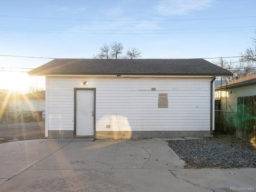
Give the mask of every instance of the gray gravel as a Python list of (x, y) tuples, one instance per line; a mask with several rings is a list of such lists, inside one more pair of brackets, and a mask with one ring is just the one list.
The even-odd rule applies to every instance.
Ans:
[(256, 154), (247, 148), (217, 138), (168, 141), (185, 167), (256, 167)]

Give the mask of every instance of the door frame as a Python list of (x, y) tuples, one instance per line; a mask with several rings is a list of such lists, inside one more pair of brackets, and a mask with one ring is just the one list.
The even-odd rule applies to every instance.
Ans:
[(74, 135), (76, 136), (76, 90), (93, 90), (94, 94), (94, 101), (93, 103), (93, 110), (94, 111), (94, 115), (93, 116), (93, 135), (95, 136), (95, 112), (96, 106), (96, 88), (74, 88)]

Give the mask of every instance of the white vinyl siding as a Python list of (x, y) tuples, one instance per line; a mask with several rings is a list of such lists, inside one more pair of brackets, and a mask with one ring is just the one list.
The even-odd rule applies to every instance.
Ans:
[(84, 88), (96, 89), (96, 131), (210, 130), (211, 79), (49, 76), (48, 130), (74, 130), (74, 89)]

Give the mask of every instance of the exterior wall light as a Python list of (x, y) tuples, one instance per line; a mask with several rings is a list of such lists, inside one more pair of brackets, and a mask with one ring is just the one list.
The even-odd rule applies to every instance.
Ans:
[(88, 82), (87, 82), (86, 81), (85, 81), (84, 82), (83, 82), (81, 84), (82, 84), (82, 85), (88, 85)]

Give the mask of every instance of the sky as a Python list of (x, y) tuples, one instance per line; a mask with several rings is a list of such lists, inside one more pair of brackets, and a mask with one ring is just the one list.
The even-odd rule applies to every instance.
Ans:
[(114, 42), (124, 52), (137, 48), (141, 58), (240, 56), (256, 37), (255, 7), (255, 0), (0, 0), (0, 89), (44, 87), (44, 77), (20, 72), (54, 58), (92, 58)]

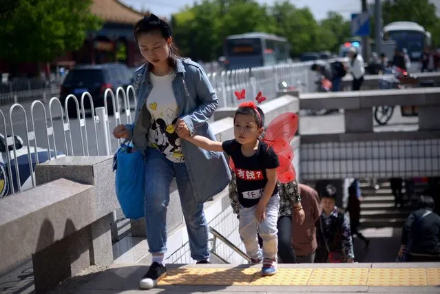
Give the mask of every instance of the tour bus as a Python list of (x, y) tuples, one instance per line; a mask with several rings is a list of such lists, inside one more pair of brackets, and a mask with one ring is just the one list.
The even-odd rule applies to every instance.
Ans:
[(423, 27), (412, 21), (396, 21), (384, 27), (384, 41), (392, 40), (400, 50), (406, 48), (411, 60), (411, 71), (420, 67), (419, 61), (426, 47), (431, 45), (431, 34)]
[(227, 70), (284, 63), (290, 61), (286, 38), (263, 32), (229, 36), (224, 45)]

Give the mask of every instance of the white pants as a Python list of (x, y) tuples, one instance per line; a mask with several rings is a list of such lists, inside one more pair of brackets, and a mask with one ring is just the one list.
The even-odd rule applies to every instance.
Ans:
[[(280, 196), (278, 194), (271, 197), (266, 206), (266, 219), (258, 222), (255, 217), (257, 205), (252, 207), (243, 207), (240, 209), (240, 237), (241, 238), (246, 253), (255, 260), (271, 258), (276, 260), (278, 248), (277, 233), (277, 221), (280, 209)], [(263, 249), (260, 248), (257, 232), (263, 240)]]

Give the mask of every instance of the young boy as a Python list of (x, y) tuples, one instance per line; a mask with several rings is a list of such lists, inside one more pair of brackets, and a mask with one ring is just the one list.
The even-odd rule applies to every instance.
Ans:
[[(262, 275), (275, 275), (280, 206), (276, 185), (278, 158), (271, 147), (258, 140), (264, 131), (264, 114), (255, 103), (240, 104), (233, 121), (233, 140), (216, 142), (200, 136), (185, 138), (200, 148), (224, 151), (232, 158), (240, 204), (240, 235), (253, 262), (262, 260)], [(262, 250), (257, 233), (263, 240)]]

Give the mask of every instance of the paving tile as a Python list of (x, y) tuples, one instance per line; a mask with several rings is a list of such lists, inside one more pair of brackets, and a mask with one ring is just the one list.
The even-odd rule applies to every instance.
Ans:
[(368, 269), (315, 269), (310, 286), (366, 286)]
[(194, 285), (249, 285), (257, 269), (205, 269)]
[(428, 286), (426, 269), (371, 269), (368, 286)]
[(277, 273), (271, 277), (263, 277), (261, 273), (258, 273), (249, 284), (251, 286), (305, 286), (312, 271), (311, 269), (277, 269)]

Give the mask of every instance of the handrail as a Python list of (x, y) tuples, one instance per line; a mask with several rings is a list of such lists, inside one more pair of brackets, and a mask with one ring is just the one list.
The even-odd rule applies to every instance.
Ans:
[[(220, 262), (222, 262), (223, 264), (231, 264), (231, 262), (228, 262), (228, 261), (227, 261), (227, 260), (226, 260), (224, 258), (222, 258), (220, 255), (219, 255), (218, 254), (217, 254), (217, 253), (216, 253), (216, 251), (215, 251), (215, 250), (216, 250), (215, 249), (211, 249), (211, 255), (215, 256), (215, 257), (216, 257), (216, 258), (218, 258), (218, 260), (219, 260)], [(212, 261), (212, 260), (211, 260), (211, 261)]]
[[(234, 245), (231, 241), (227, 240), (223, 235), (220, 233), (218, 231), (217, 231), (217, 230), (216, 230), (212, 227), (209, 227), (209, 233), (211, 233), (211, 234), (213, 234), (214, 235), (214, 240), (213, 241), (213, 246), (212, 251), (213, 251), (213, 253), (216, 256), (219, 257), (217, 253), (216, 253), (216, 239), (218, 238), (222, 242), (223, 242), (223, 243), (224, 243), (226, 245), (227, 245), (229, 248), (231, 248), (232, 250), (235, 251), (242, 258), (244, 258), (249, 262), (252, 262), (252, 260), (251, 259), (249, 255), (248, 255), (244, 252), (243, 252), (240, 248), (238, 248), (235, 245)], [(221, 259), (223, 260), (223, 258), (221, 258)]]

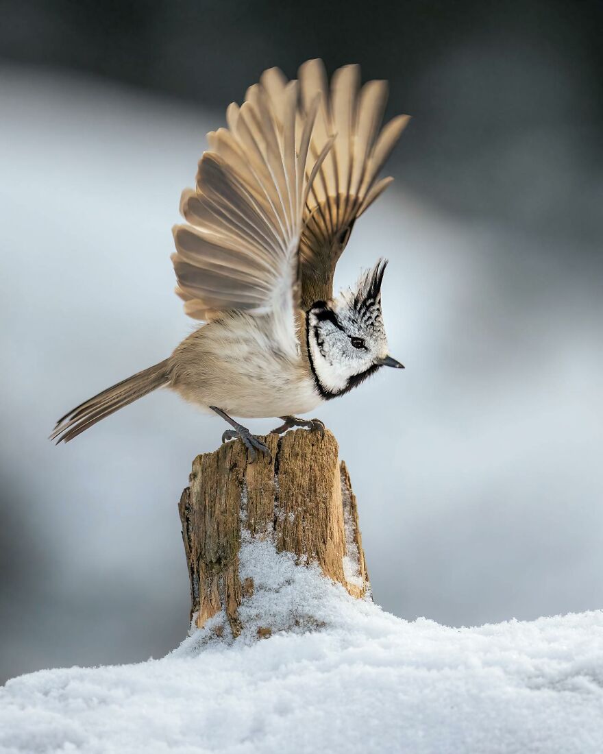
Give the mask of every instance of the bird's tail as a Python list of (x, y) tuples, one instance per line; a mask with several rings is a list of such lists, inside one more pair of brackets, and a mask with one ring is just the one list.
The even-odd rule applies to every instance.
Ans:
[(57, 422), (51, 440), (57, 443), (68, 443), (84, 430), (95, 425), (106, 416), (109, 416), (118, 409), (133, 403), (152, 391), (170, 382), (169, 360), (149, 366), (127, 379), (107, 388), (85, 403), (72, 409)]

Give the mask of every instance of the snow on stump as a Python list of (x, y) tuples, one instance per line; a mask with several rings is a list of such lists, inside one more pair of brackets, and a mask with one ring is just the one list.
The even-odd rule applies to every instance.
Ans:
[[(241, 605), (266, 583), (267, 547), (300, 569), (318, 566), (354, 597), (369, 596), (356, 498), (333, 435), (300, 429), (262, 440), (271, 458), (259, 453), (253, 463), (240, 440), (198, 455), (179, 505), (192, 625), (214, 637), (246, 628)], [(257, 637), (300, 627), (286, 598), (274, 609), (286, 582), (270, 589), (272, 608), (253, 621)]]

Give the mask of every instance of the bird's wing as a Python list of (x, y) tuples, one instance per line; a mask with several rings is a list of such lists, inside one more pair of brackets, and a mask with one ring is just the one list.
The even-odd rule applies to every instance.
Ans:
[(335, 71), (330, 89), (322, 60), (299, 69), (301, 114), (308, 117), (319, 97), (310, 145), (311, 163), (330, 134), (335, 139), (308, 193), (300, 245), (302, 305), (332, 296), (333, 274), (354, 222), (393, 178), (379, 173), (409, 121), (399, 115), (381, 127), (387, 100), (386, 81), (360, 87), (358, 66)]
[(229, 106), (228, 127), (208, 133), (196, 188), (182, 193), (187, 224), (173, 228), (172, 261), (187, 314), (271, 313), (275, 345), (295, 355), (304, 207), (332, 139), (317, 153), (314, 139), (311, 152), (317, 97), (302, 118), (297, 81), (268, 89), (251, 87), (240, 107)]

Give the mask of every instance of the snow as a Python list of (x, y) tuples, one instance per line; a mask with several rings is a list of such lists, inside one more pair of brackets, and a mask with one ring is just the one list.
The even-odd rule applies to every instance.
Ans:
[(601, 611), (409, 622), (249, 537), (240, 575), (255, 590), (237, 639), (219, 614), (160, 660), (9, 681), (0, 751), (603, 751)]

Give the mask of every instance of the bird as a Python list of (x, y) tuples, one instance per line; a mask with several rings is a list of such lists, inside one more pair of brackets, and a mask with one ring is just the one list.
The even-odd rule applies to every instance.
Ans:
[[(311, 60), (287, 80), (264, 72), (226, 125), (207, 134), (194, 188), (173, 228), (176, 293), (199, 326), (171, 356), (63, 416), (51, 435), (69, 442), (159, 388), (230, 425), (255, 460), (265, 443), (237, 418), (278, 417), (282, 434), (305, 428), (325, 401), (343, 396), (389, 354), (381, 311), (387, 260), (333, 293), (335, 265), (357, 220), (393, 178), (379, 174), (409, 116), (382, 127), (387, 83), (361, 85), (360, 66), (330, 82)], [(235, 417), (237, 418), (235, 418)]]

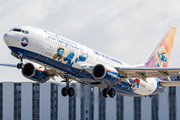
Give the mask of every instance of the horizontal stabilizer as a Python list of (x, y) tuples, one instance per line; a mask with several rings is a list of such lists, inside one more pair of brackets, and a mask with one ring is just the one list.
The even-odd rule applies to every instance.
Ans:
[(160, 84), (163, 87), (175, 87), (175, 86), (180, 86), (180, 81), (176, 82), (176, 81), (160, 81)]

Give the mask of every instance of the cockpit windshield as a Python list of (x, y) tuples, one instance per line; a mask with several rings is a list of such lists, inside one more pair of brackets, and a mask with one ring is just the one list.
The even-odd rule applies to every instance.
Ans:
[(22, 30), (22, 29), (19, 29), (19, 28), (13, 28), (10, 31), (21, 32), (21, 33), (24, 33), (24, 34), (29, 34), (28, 31)]

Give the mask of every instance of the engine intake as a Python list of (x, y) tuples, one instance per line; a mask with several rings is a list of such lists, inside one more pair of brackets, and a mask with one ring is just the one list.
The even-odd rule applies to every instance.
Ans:
[(22, 74), (24, 77), (39, 83), (44, 83), (50, 79), (50, 75), (46, 70), (37, 68), (32, 63), (26, 63), (24, 65)]
[(95, 79), (102, 79), (106, 75), (106, 68), (103, 65), (98, 64), (94, 66), (92, 75)]

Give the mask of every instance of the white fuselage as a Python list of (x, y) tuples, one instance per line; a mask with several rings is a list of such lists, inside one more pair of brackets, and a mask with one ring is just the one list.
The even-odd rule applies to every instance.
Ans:
[[(23, 53), (25, 54), (25, 56), (28, 56), (26, 55), (26, 53), (28, 52), (33, 53), (33, 57), (26, 58), (31, 61), (37, 62), (45, 67), (55, 68), (55, 66), (52, 66), (52, 60), (61, 64), (66, 64), (72, 69), (82, 69), (82, 66), (84, 65), (95, 66), (97, 64), (103, 64), (107, 67), (107, 69), (116, 71), (115, 67), (130, 66), (129, 64), (119, 61), (113, 57), (105, 55), (99, 51), (93, 50), (84, 45), (78, 44), (74, 41), (71, 41), (46, 30), (34, 27), (19, 27), (19, 29), (26, 30), (29, 33), (25, 34), (23, 32), (9, 31), (5, 34), (4, 37), (7, 46), (11, 50), (22, 50), (20, 51), (21, 53), (23, 53), (23, 50), (25, 50), (26, 52)], [(28, 43), (22, 43), (23, 37), (26, 37), (28, 39)], [(24, 47), (22, 46), (22, 44), (28, 45)], [(62, 48), (64, 51), (61, 51)], [(40, 56), (43, 57), (40, 59)], [(66, 71), (64, 72), (71, 73), (71, 69), (69, 71), (68, 69), (66, 69)], [(116, 89), (117, 93), (120, 87), (116, 85), (116, 83), (119, 82), (118, 80), (116, 82), (104, 81), (102, 82), (102, 84), (99, 85), (89, 84), (90, 81), (97, 80), (95, 80), (94, 78), (80, 78), (78, 82), (100, 88), (106, 88), (108, 86), (111, 86)], [(158, 86), (156, 79), (148, 78), (147, 82), (140, 80), (138, 87), (132, 87), (132, 92), (139, 95), (150, 95), (157, 89), (157, 87)]]

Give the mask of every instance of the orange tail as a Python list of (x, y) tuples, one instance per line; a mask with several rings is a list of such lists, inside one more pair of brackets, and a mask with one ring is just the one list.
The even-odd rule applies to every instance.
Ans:
[(144, 67), (167, 67), (177, 28), (171, 26)]

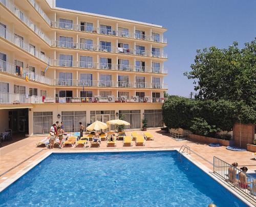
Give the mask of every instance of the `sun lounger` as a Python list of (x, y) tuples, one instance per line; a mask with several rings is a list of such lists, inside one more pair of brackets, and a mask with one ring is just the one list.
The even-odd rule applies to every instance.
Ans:
[(146, 140), (154, 140), (154, 136), (150, 132), (144, 132), (143, 134), (146, 137)]
[(83, 136), (81, 137), (81, 139), (76, 142), (76, 147), (78, 146), (78, 145), (83, 145), (83, 147), (86, 147), (86, 144), (89, 144), (89, 138), (87, 136)]
[(136, 146), (145, 146), (145, 140), (144, 137), (141, 135), (139, 135), (136, 137)]
[(46, 147), (48, 147), (50, 144), (49, 141), (50, 136), (46, 136), (44, 140), (41, 140), (36, 143), (36, 146), (38, 147), (41, 145), (45, 145)]
[(97, 142), (94, 142), (93, 140), (93, 141), (91, 142), (91, 147), (99, 147), (100, 146), (100, 137), (98, 139)]
[(114, 136), (113, 138), (113, 141), (110, 141), (110, 139), (109, 139), (106, 141), (106, 146), (107, 147), (116, 147), (116, 138), (115, 136)]
[(76, 137), (75, 136), (70, 136), (68, 139), (68, 140), (66, 140), (65, 142), (64, 142), (64, 145), (66, 146), (66, 145), (71, 145), (72, 147), (75, 145), (75, 144), (76, 143)]
[(133, 146), (132, 143), (132, 136), (125, 136), (123, 137), (123, 146), (128, 146), (129, 147), (132, 147)]
[(136, 131), (133, 131), (131, 135), (133, 138), (133, 141), (135, 141), (136, 140), (136, 137), (139, 135), (139, 134)]

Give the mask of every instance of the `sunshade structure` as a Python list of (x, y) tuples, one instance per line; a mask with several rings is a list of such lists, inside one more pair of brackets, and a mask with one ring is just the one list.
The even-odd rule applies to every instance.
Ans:
[(112, 124), (115, 125), (131, 125), (131, 124), (125, 121), (120, 119), (115, 119), (113, 120), (108, 121), (106, 122), (107, 124)]
[(93, 123), (91, 125), (88, 126), (86, 128), (89, 131), (100, 130), (101, 129), (105, 129), (108, 128), (106, 124), (96, 121)]

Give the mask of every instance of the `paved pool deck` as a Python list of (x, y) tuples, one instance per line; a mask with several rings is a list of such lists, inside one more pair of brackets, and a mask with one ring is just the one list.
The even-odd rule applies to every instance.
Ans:
[[(214, 156), (231, 164), (238, 163), (239, 167), (246, 166), (249, 172), (256, 170), (256, 160), (253, 158), (252, 152), (248, 151), (235, 152), (226, 149), (225, 147), (211, 147), (207, 144), (184, 140), (177, 141), (169, 136), (168, 133), (162, 133), (159, 129), (149, 129), (148, 131), (154, 136), (154, 141), (146, 141), (145, 146), (135, 146), (133, 142), (132, 147), (123, 147), (123, 141), (117, 141), (116, 147), (107, 147), (105, 141), (101, 142), (99, 148), (65, 147), (61, 149), (55, 148), (49, 150), (45, 147), (36, 147), (36, 143), (44, 137), (31, 136), (11, 144), (0, 148), (0, 183), (13, 176), (18, 171), (26, 168), (36, 159), (44, 156), (49, 151), (76, 152), (76, 151), (105, 151), (140, 150), (163, 150), (177, 149), (183, 145), (187, 145), (191, 149), (191, 158), (213, 171), (213, 157)], [(142, 134), (143, 131), (137, 131)], [(130, 135), (131, 131), (127, 131)]]

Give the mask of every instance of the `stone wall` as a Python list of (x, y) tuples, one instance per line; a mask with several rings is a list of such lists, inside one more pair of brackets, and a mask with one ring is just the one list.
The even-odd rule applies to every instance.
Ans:
[[(255, 125), (236, 123), (233, 126), (233, 140), (234, 145), (246, 148), (247, 144), (251, 144), (254, 139)], [(241, 146), (240, 146), (241, 134)]]

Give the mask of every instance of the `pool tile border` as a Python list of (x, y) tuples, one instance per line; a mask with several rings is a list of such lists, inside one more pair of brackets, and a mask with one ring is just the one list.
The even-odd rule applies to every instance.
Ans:
[[(113, 150), (114, 149), (114, 150)], [(36, 159), (34, 160), (29, 160), (28, 162), (30, 163), (26, 166), (24, 167), (22, 170), (18, 171), (14, 175), (11, 176), (10, 177), (5, 178), (6, 179), (3, 182), (0, 183), (0, 193), (4, 191), (6, 188), (8, 188), (10, 185), (12, 184), (15, 181), (18, 180), (20, 177), (23, 176), (24, 174), (29, 172), (30, 170), (31, 170), (33, 168), (37, 165), (39, 163), (42, 162), (44, 159), (48, 157), (52, 153), (104, 153), (104, 152), (146, 152), (146, 151), (179, 151), (179, 148), (178, 147), (168, 147), (168, 148), (161, 148), (161, 149), (142, 149), (142, 148), (134, 148), (132, 150), (129, 149), (127, 150), (124, 150), (124, 149), (105, 149), (105, 150), (94, 150), (94, 151), (84, 151), (78, 150), (77, 151), (60, 151), (59, 150), (54, 150), (53, 151), (47, 151), (45, 153), (42, 155), (40, 156), (39, 158)], [(243, 197), (241, 195), (240, 195), (238, 192), (236, 192), (234, 190), (234, 189), (228, 188), (226, 185), (225, 185), (224, 183), (221, 182), (219, 179), (218, 179), (216, 177), (212, 175), (212, 174), (210, 173), (210, 172), (212, 171), (210, 169), (203, 164), (197, 161), (195, 158), (193, 157), (190, 154), (188, 154), (186, 153), (184, 153), (182, 154), (182, 155), (188, 159), (190, 162), (195, 165), (197, 167), (199, 168), (201, 170), (202, 170), (204, 172), (206, 173), (208, 175), (209, 175), (211, 178), (214, 179), (217, 182), (218, 182), (220, 185), (221, 185), (222, 187), (225, 188), (227, 190), (231, 192), (234, 196), (237, 197), (239, 199), (241, 200), (243, 202), (248, 205), (249, 206), (254, 207), (254, 205), (252, 204), (251, 202), (248, 201), (247, 200)]]

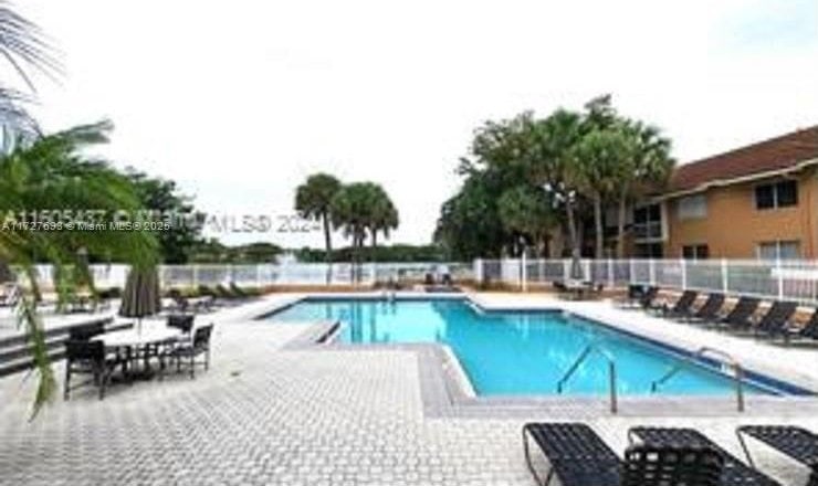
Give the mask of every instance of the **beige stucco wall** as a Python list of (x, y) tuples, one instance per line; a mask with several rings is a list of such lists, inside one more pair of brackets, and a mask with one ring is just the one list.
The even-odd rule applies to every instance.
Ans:
[(682, 255), (682, 246), (706, 244), (712, 258), (756, 258), (761, 242), (800, 242), (801, 256), (817, 256), (818, 178), (814, 169), (796, 176), (798, 205), (758, 211), (754, 188), (759, 182), (711, 188), (707, 216), (679, 220), (678, 199), (668, 201), (669, 240), (665, 257)]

#####

Copy the lines exactly as they appear, beginning with the line that contains "Give the mask of every instance of the cockpit" and continuing through the line that contains "66), (92, 75)]", both included.

Give the mask of every instance of the cockpit windshield as a Python list of (x, y) tuples, one instance per line; a mask with several rings is a list of such lists, inside one more pair of brackets, and a mask with one ring is just the one list.
The even-odd rule applies to every instance.
Ans:
[(22, 30), (22, 29), (19, 29), (19, 28), (13, 28), (10, 31), (21, 32), (21, 33), (24, 33), (24, 34), (29, 34), (28, 31)]

Give the mask of every instance of the engine intake as a Python list of (x, y) tuples, one instance per line; a mask with several rings is a list of such lists, inside one more pair of brackets, and a mask with one ring is just the one list.
The even-odd rule applies to every instance.
Ans:
[(22, 74), (24, 77), (39, 83), (44, 83), (50, 79), (50, 75), (46, 70), (37, 68), (32, 63), (26, 63), (24, 65)]
[(95, 79), (102, 79), (106, 75), (106, 68), (103, 65), (98, 64), (94, 66), (92, 75)]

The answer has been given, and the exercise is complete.